_O QUE SE PEDE_:
a: Diga se cada uma das afirmações seguintes está de acordo com o texto sobre Lula e o superávit primário, respondendo sim ou não e citando entre aspas as palavras do texto que decidem. (i) A taxa Selic caiu de 26,5% ao ano em 2003 para 10,75% em 2010. (ii) Dilma Rousseff já havia disputado uma eleição majoritária antes de suceder Lula. (iii) Lula fez as declarações durante um almoço com jornalistas.
b: Retome o texto sobre Lula e o superávit primário a partir da última frase e dê continuidade a ele.

O presidente Luiz Inácio Lula da Silva coloca a política econômica do seu governo e a própria reeleição sob risco, quando ofende regras básicas da economia. Lula criticou a política de superávits primários, mas foi ele um dos principais beneficiários da regra – que faz parte do chamado tripé macroeconômico – durante os seus dois primeiros mandatos.
Com as contas públicas sob controle, a inflação caiu, o real se valorizou e o Banco Central pôde reduzir a taxa Selic de 26,5% ao ano, em 2003, para 10,75%, em 2010. Isso foi crucial para o crescimento da economia em seus dois governos, e para que ele conseguisse, com folga, eleger a sua sucessora, a sua ex-ministra Dilma Rousseff, que nunca havia disputado uma eleição majoritária.
Durante café da manhã com jornalistas na manhã desta terça-feira, Lula 23, disse que a “única coisa que parece investimento é superávit primário”. Questionou a razão de gastos com saúde e educação não receberem essa classificação, assim como empréstimos a famílias de baixa renda. O presidente, na verdade, mistura conceitos.

_MATERIAL_:
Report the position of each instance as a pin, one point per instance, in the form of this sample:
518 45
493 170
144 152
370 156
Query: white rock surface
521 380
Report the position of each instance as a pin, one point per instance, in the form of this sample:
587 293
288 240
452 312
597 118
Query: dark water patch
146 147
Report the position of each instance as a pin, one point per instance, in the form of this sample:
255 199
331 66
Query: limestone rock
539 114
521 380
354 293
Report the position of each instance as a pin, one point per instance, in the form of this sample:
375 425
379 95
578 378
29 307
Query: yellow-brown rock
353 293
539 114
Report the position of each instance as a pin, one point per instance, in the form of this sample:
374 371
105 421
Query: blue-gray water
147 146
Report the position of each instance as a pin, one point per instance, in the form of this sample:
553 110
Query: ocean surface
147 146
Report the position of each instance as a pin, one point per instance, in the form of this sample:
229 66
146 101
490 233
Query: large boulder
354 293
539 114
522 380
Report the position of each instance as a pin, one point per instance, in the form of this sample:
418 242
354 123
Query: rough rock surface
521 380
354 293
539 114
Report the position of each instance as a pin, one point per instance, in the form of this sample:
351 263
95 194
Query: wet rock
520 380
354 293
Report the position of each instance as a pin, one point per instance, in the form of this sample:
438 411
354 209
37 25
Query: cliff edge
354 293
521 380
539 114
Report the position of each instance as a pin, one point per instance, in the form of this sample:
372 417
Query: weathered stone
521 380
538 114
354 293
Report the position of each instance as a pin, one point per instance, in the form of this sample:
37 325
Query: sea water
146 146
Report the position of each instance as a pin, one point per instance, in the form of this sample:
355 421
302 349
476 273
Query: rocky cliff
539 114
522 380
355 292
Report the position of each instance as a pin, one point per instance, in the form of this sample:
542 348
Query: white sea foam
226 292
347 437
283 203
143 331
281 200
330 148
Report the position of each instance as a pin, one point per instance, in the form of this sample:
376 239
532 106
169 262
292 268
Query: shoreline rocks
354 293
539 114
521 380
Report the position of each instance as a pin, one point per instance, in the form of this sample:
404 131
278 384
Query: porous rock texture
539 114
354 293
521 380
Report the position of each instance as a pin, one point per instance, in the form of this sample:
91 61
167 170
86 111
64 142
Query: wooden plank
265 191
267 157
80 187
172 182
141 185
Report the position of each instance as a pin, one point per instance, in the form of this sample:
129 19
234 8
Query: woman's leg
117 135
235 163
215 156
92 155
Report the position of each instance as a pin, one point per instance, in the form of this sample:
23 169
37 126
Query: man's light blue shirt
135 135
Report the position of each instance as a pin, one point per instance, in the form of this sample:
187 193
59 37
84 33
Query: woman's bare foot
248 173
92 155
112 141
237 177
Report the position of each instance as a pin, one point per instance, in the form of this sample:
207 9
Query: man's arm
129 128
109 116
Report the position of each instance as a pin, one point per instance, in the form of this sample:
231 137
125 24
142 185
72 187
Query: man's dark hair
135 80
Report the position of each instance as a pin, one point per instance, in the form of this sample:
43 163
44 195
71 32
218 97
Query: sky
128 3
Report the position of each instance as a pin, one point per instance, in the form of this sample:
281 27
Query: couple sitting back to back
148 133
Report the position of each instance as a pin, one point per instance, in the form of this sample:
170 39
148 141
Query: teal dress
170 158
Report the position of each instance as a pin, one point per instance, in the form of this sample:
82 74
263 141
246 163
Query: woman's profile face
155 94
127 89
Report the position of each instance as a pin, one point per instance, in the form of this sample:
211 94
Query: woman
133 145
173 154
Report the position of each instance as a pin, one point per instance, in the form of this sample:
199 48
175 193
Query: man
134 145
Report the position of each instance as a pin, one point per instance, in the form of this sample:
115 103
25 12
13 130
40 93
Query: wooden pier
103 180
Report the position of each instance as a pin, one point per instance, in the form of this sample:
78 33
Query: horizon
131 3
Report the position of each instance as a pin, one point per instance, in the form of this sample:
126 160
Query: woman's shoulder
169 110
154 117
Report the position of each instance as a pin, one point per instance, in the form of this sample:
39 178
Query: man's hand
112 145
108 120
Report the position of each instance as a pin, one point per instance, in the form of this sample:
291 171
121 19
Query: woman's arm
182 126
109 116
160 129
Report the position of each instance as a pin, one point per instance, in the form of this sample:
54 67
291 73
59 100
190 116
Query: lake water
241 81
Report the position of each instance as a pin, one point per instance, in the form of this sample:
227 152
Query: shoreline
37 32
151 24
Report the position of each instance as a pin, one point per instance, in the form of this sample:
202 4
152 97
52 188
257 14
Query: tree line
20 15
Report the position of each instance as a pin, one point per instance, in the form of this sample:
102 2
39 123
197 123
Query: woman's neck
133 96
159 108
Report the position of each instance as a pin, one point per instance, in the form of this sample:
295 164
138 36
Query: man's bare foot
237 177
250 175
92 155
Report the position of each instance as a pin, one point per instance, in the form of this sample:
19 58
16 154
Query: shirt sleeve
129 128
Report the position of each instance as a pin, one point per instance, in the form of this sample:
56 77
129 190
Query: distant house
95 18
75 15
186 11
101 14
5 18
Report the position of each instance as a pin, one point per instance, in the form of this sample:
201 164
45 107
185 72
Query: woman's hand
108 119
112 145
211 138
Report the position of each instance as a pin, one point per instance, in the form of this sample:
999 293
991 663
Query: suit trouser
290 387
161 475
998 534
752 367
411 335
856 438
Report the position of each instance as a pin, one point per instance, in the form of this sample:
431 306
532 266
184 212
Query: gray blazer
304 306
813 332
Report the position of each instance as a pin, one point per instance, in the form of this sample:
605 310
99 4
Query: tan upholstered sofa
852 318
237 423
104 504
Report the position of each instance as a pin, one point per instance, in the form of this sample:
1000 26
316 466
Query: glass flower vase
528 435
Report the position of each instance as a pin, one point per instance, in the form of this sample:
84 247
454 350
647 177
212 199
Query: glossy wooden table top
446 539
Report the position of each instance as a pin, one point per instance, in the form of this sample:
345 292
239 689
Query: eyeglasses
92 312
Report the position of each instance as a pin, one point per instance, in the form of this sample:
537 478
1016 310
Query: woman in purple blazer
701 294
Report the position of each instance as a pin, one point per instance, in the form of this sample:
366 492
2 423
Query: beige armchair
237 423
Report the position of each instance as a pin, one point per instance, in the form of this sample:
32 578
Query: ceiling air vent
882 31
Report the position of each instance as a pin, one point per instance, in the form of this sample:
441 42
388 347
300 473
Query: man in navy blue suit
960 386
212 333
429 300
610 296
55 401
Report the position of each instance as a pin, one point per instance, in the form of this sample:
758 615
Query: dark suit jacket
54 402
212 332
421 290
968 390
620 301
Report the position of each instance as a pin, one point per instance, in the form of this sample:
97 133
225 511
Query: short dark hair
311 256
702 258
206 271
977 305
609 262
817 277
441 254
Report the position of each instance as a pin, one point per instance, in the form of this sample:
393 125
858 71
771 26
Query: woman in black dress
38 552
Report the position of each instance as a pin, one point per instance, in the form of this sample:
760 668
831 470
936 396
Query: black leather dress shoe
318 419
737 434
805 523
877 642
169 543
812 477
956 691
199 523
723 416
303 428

_RESPOSTAS POR TAREFA_:
a:
(i) Sim: "o Banco Central pôde reduzir a taxa Selic de 26,5% ao ano, em 2003, para 10,75%, em 2010".
(ii) Não: "que nunca havia disputado uma eleição majoritária".
(iii) Não: "Durante café da manhã com jornalistas".

b:
Para fins de impacto na dívida pública, todas as ações do governo são consideradas gastos, em um primeiro momento, inclusive os investimentos. Essas despesas pressionam o endividamento, assim como a inflação, já que há aumento de demanda sobre bens e serviços. Posteriormente, apenas se houver uma boa alocação desses recursos, é que haverá aumento da produtividade, o principal objetivo de qualquer investimento.
O presidente tem razão quando diz que os gastos sociais bateram recorde em seu governo, e são motivo de elogios. De fato, retirar brasileiros da linha de pobreza tem uma capacidade disruptiva no médio e longo prazos, com aumento de mão de obra qualificada – seja dos pais, mas principalmente dos filhos, caso eles tenham acesso a boas políticas de educação.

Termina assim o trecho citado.